▶ **Assigned task 1**
In the news excerpt about the tour bus crash, in which city did the group's regularly scheduled route begin?
▶ **Assigned task 2**
Write the next few sentences of the news excerpt about the tour bus crash, picking up after its final sentence.

The bus was carrying tourists from China on a more than week-long journey.

On Monday evening the Chinese Embassy in Ottawa released a statement on Twitter saying it was closely following the accident “and very much concerned about the conditions of the injured passengers.”

Aidan Liang, the manager at operator Massachusetts-based Union Tour Express said the group was midway through a regularly scheduled route that began in Washington, D.C. The trip, which was set to include a stop in Toronto, was meant to end on Friday. The Massachusetts based company caters mostly to Chinese visitors during the summer tourist season. Liang said he had not been in touch with the travellers families, or with local authorities in Ontario.

The CBC reported the driver of the bus had one year experience with driving busses.

The Federal Motor Carrier Safety Administration’s most recent data reported no crashes involving Union Tour Express vehicles in the past two years, but a March 18 inspection of a bus with the same licence plate as the vehicle that crashed on the 401 reported “No Or Defective Bus Emergency Exits.”

▶ **Exercise data**

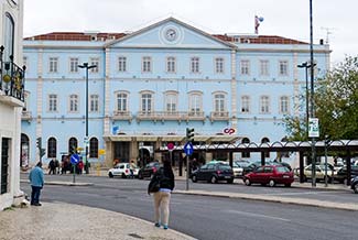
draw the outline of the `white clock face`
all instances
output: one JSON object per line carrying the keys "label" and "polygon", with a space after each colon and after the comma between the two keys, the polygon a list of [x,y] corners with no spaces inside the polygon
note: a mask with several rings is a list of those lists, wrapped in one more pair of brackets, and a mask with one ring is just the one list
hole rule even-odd
{"label": "white clock face", "polygon": [[174,41],[177,37],[176,30],[174,29],[169,29],[165,31],[165,37],[167,41]]}

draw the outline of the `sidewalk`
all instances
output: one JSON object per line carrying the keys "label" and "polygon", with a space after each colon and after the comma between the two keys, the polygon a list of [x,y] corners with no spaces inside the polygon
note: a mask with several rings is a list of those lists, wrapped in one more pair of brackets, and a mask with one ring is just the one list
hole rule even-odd
{"label": "sidewalk", "polygon": [[0,211],[0,240],[194,239],[119,212],[62,203]]}

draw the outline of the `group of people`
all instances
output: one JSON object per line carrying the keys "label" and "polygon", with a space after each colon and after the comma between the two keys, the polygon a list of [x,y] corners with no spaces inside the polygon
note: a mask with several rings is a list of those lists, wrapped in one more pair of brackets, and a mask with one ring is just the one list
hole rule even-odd
{"label": "group of people", "polygon": [[[77,164],[78,165],[78,164]],[[51,167],[51,166],[50,166]],[[31,205],[41,206],[40,195],[44,186],[44,173],[42,162],[30,171],[29,179],[31,184]],[[153,190],[154,182],[158,182],[158,189]],[[163,229],[169,228],[171,193],[175,187],[174,173],[170,161],[164,161],[163,166],[156,171],[149,184],[148,194],[153,194],[154,201],[154,226]]]}

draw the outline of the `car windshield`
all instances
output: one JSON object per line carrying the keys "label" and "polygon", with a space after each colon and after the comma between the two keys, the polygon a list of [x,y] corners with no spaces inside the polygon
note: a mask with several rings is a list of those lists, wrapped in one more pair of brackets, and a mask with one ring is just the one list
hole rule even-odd
{"label": "car windshield", "polygon": [[238,167],[247,167],[249,164],[248,162],[234,162],[234,165]]}
{"label": "car windshield", "polygon": [[278,166],[276,167],[278,173],[289,173],[290,170],[285,166]]}
{"label": "car windshield", "polygon": [[227,164],[219,164],[219,170],[230,170],[231,167]]}

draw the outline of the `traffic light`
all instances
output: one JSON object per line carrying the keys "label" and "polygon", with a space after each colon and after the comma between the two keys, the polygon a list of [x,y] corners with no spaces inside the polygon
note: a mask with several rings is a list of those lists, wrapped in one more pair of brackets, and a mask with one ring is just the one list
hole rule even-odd
{"label": "traffic light", "polygon": [[186,142],[194,142],[194,129],[186,128]]}

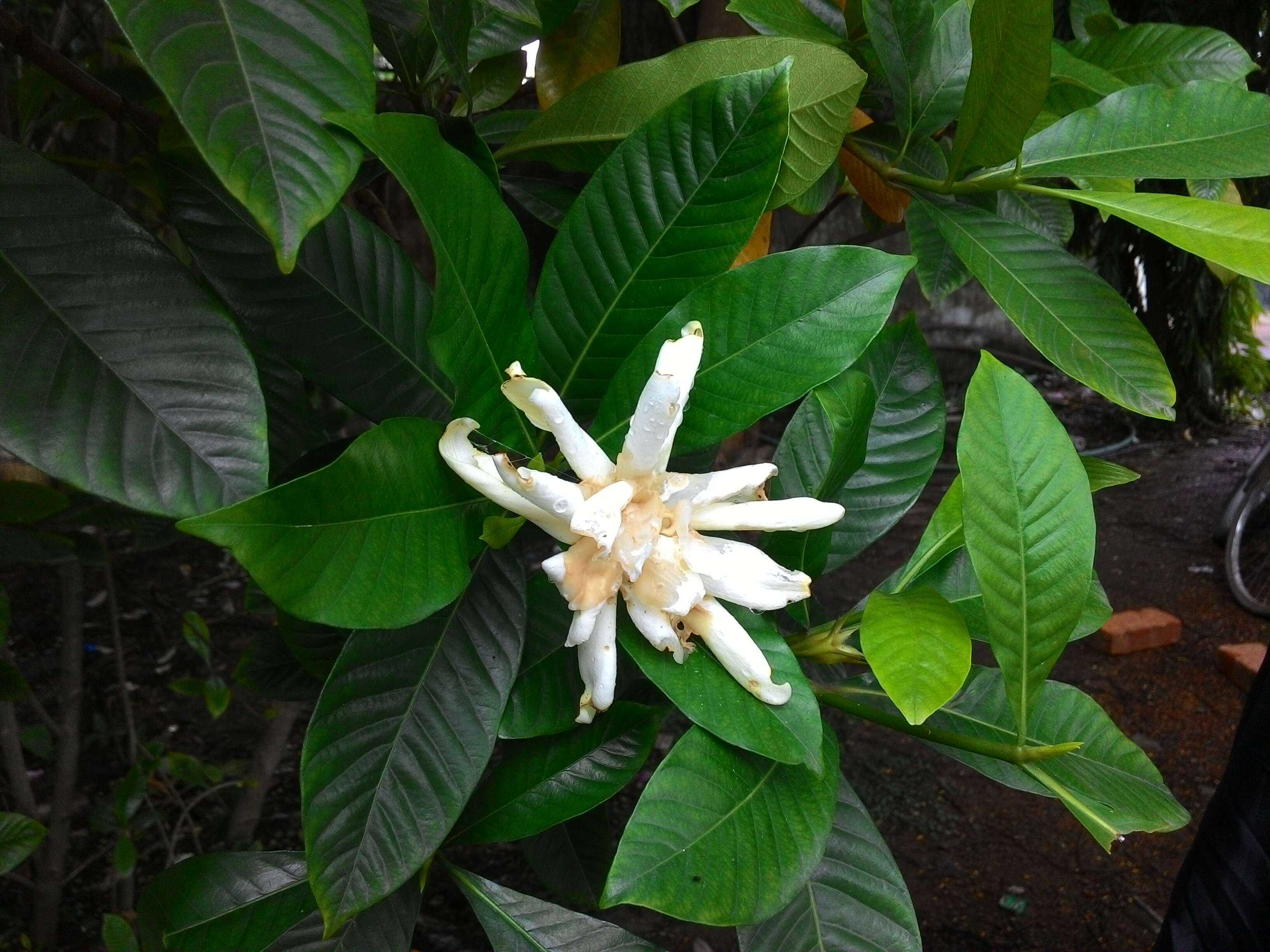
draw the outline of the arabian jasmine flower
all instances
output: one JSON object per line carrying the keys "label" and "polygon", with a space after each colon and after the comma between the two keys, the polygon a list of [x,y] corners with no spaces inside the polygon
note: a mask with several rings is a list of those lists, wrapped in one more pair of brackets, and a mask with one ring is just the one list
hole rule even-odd
{"label": "arabian jasmine flower", "polygon": [[810,594],[810,578],[754,546],[701,533],[805,532],[832,526],[843,509],[815,499],[768,500],[763,487],[776,473],[771,463],[667,472],[701,347],[696,321],[662,345],[616,462],[555,390],[525,376],[519,363],[508,367],[503,393],[555,437],[578,482],[516,467],[505,453],[480,452],[469,440],[478,425],[471,419],[453,420],[441,439],[441,453],[458,476],[566,546],[542,570],[574,613],[565,645],[578,647],[583,724],[613,699],[618,595],[635,627],[676,661],[692,650],[688,638],[696,635],[756,697],[770,704],[790,697],[790,685],[772,683],[763,652],[716,599],[754,611],[782,608]]}

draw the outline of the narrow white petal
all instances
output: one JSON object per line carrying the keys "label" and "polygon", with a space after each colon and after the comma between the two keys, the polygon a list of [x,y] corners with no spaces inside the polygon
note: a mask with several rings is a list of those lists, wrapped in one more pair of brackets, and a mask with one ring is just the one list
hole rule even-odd
{"label": "narrow white petal", "polygon": [[692,510],[693,529],[701,532],[808,532],[833,526],[846,510],[818,499],[765,499],[758,503],[716,503]]}
{"label": "narrow white petal", "polygon": [[688,321],[683,325],[678,340],[667,340],[662,344],[662,350],[657,355],[657,373],[664,374],[679,386],[678,411],[671,423],[671,432],[662,444],[658,456],[657,470],[665,471],[665,465],[671,459],[671,447],[674,444],[674,434],[683,423],[683,409],[688,401],[688,392],[697,377],[697,367],[701,366],[701,349],[704,336],[698,321]]}
{"label": "narrow white petal", "polygon": [[663,499],[669,506],[685,501],[695,506],[724,501],[749,503],[762,498],[761,490],[775,475],[776,467],[771,463],[734,466],[718,472],[668,472],[665,473],[668,491]]}
{"label": "narrow white petal", "polygon": [[554,513],[561,519],[569,519],[582,505],[582,486],[577,482],[561,480],[550,472],[536,472],[525,466],[517,468],[512,466],[507,453],[499,453],[494,457],[494,467],[504,486],[525,496],[544,512]]}
{"label": "narrow white petal", "polygon": [[596,711],[607,711],[613,703],[617,685],[617,599],[605,602],[594,631],[578,646],[578,670],[583,683],[578,721],[591,724]]}
{"label": "narrow white petal", "polygon": [[549,430],[556,438],[560,452],[578,473],[578,479],[607,482],[613,475],[612,461],[573,419],[560,395],[536,377],[526,377],[519,362],[508,367],[507,373],[511,380],[503,383],[503,395],[530,423],[541,430]]}
{"label": "narrow white petal", "polygon": [[812,594],[810,576],[777,565],[761,548],[744,542],[690,532],[681,545],[706,593],[756,612],[771,612]]}
{"label": "narrow white petal", "polygon": [[476,420],[461,416],[457,420],[451,420],[450,425],[446,426],[438,448],[450,468],[483,496],[517,515],[523,515],[560,542],[577,542],[578,537],[569,529],[568,522],[535,505],[503,485],[494,467],[494,461],[488,453],[476,449],[469,439],[469,435],[478,425]]}
{"label": "narrow white petal", "polygon": [[579,536],[591,536],[599,543],[601,553],[607,555],[622,527],[622,508],[634,494],[635,487],[629,482],[608,484],[574,510],[569,528]]}
{"label": "narrow white petal", "polygon": [[706,642],[710,652],[740,687],[768,704],[784,704],[790,699],[794,689],[787,682],[772,684],[772,666],[767,664],[749,632],[740,627],[740,622],[726,608],[707,597],[693,609],[688,623],[692,633]]}
{"label": "narrow white petal", "polygon": [[640,602],[629,585],[622,589],[622,594],[626,595],[626,613],[648,644],[658,651],[669,651],[676,661],[683,664],[683,642],[665,612]]}
{"label": "narrow white petal", "polygon": [[622,452],[617,454],[618,479],[657,471],[662,451],[669,447],[674,435],[674,420],[682,409],[679,400],[679,383],[673,377],[654,373],[648,378],[631,414]]}
{"label": "narrow white petal", "polygon": [[605,603],[601,602],[594,608],[585,608],[580,612],[573,613],[573,622],[569,625],[569,637],[564,640],[565,647],[577,647],[591,637],[591,633],[596,630],[596,619],[599,618],[599,613],[603,611]]}

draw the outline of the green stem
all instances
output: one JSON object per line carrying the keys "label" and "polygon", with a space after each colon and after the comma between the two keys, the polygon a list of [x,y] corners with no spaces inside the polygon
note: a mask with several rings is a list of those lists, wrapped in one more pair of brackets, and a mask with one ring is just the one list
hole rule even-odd
{"label": "green stem", "polygon": [[828,704],[829,707],[836,707],[839,711],[853,713],[856,717],[862,717],[866,721],[880,724],[883,727],[890,727],[900,734],[908,734],[913,737],[919,737],[921,740],[930,740],[935,744],[944,744],[945,746],[965,750],[970,754],[982,754],[983,757],[991,757],[996,760],[1005,760],[1006,763],[1011,763],[1017,767],[1035,763],[1038,760],[1048,760],[1049,758],[1058,757],[1060,754],[1069,754],[1081,748],[1081,741],[1078,740],[1073,740],[1067,744],[1016,746],[1013,744],[983,740],[982,737],[970,737],[964,734],[940,730],[939,727],[928,727],[925,724],[909,724],[899,715],[879,711],[872,704],[866,704],[864,701],[856,701],[855,698],[847,697],[833,688],[813,685],[813,691],[815,691],[815,697],[822,704]]}

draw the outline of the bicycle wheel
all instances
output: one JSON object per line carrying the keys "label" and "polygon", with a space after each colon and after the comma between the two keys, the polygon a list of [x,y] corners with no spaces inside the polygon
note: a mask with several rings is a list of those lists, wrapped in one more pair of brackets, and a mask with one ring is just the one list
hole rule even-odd
{"label": "bicycle wheel", "polygon": [[1252,487],[1226,542],[1226,579],[1234,599],[1270,616],[1270,484]]}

▶ **Task response 1**
Washington, D.C.

▶ **Task response 2**
A truck driver who passed by shortly after the crash said he could see passengers standing outside the bus holding bloody noses and some appeared to have facial injuries.

“It definitely looked very surreal and chaotic,” said the man who would only give his name as Robert. “OPP officers were assisting those who could get off the bus and to waiting ambulances. You could definitely see heavy damage to the front of the bus including the passenger side of the front window.”

Residents in the area say accidents are common along this particular stretch of the 401.

Christy McLaughlin, who moved into the neighbourhood last August, was not home when the accident occurred. “There’s been a few lately,” she said. It’s not a tricky stretch of road to navigate, but there’s a lot of traffic, particularly tractor trailers and commuters headed to Ottawa or Brockville, Ont. “The roads are pretty straight, so I think it’s just congestion maybe.”

Prescott, Ontario bus crash. (Photograph by Blair Gable)

Darcy Gleeson, who’s been here a decade, says politicians regularly propose widening the road from four to six lanes as a solution to the frequent accidents. But that won’t fix the fundamental problem: distracted driving. “We’ve also noticed a pretty serious degradation in the quality of truck driving as well.”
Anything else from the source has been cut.